## SET EXERCISE:
Write out the data below verbatim, from the line with "Spot the row" to the line with "105], [170, 121]]", both included, and nothing else.

◇ ◇ ◇ ◇

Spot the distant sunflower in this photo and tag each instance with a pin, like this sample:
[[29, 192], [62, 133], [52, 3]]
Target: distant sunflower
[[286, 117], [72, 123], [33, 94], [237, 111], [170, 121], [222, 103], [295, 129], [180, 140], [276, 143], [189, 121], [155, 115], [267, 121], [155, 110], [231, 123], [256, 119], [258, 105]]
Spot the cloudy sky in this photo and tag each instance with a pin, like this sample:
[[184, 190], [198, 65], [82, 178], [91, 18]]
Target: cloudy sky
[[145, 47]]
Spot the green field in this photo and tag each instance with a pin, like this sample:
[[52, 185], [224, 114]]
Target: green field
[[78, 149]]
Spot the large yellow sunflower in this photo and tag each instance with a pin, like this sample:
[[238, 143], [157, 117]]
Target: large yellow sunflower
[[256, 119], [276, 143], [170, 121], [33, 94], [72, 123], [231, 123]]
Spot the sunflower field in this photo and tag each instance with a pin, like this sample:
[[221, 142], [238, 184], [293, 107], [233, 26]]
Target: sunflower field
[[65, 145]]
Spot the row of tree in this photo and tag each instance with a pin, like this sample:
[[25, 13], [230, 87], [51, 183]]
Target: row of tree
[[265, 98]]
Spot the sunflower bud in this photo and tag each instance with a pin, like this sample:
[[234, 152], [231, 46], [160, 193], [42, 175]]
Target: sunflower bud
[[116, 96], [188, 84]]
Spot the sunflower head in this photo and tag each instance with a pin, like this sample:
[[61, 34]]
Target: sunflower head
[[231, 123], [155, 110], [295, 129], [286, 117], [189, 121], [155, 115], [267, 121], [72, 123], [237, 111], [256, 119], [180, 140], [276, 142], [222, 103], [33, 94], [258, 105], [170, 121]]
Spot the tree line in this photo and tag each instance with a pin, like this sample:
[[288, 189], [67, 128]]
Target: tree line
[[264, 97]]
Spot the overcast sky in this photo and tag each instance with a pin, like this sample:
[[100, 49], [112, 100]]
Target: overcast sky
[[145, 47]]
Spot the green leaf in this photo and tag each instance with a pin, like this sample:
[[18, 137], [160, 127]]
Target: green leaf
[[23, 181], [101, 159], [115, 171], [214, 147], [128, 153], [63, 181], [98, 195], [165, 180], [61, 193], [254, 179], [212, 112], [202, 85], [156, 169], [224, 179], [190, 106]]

◇ ◇ ◇ ◇

## EXERCISE SOLUTION:
Spot the row of tree in this photo and tag each instance with a pin, like this sample:
[[25, 13], [230, 87], [51, 183]]
Target: row of tree
[[265, 98]]
Spot the sunflower bud in this photo and tag each instance with a pin, like this sample:
[[234, 152], [231, 46], [160, 193], [42, 175]]
Target: sunflower bud
[[116, 96], [188, 84]]
Spot the sunflower head in this photo and tag each instance with a pin, like this sample:
[[61, 34]]
Target: sunflower head
[[231, 123], [155, 110], [295, 129], [286, 117], [189, 121], [155, 115], [267, 121], [72, 123], [237, 111], [256, 119], [180, 140], [276, 142], [222, 103], [33, 94], [258, 105], [170, 121]]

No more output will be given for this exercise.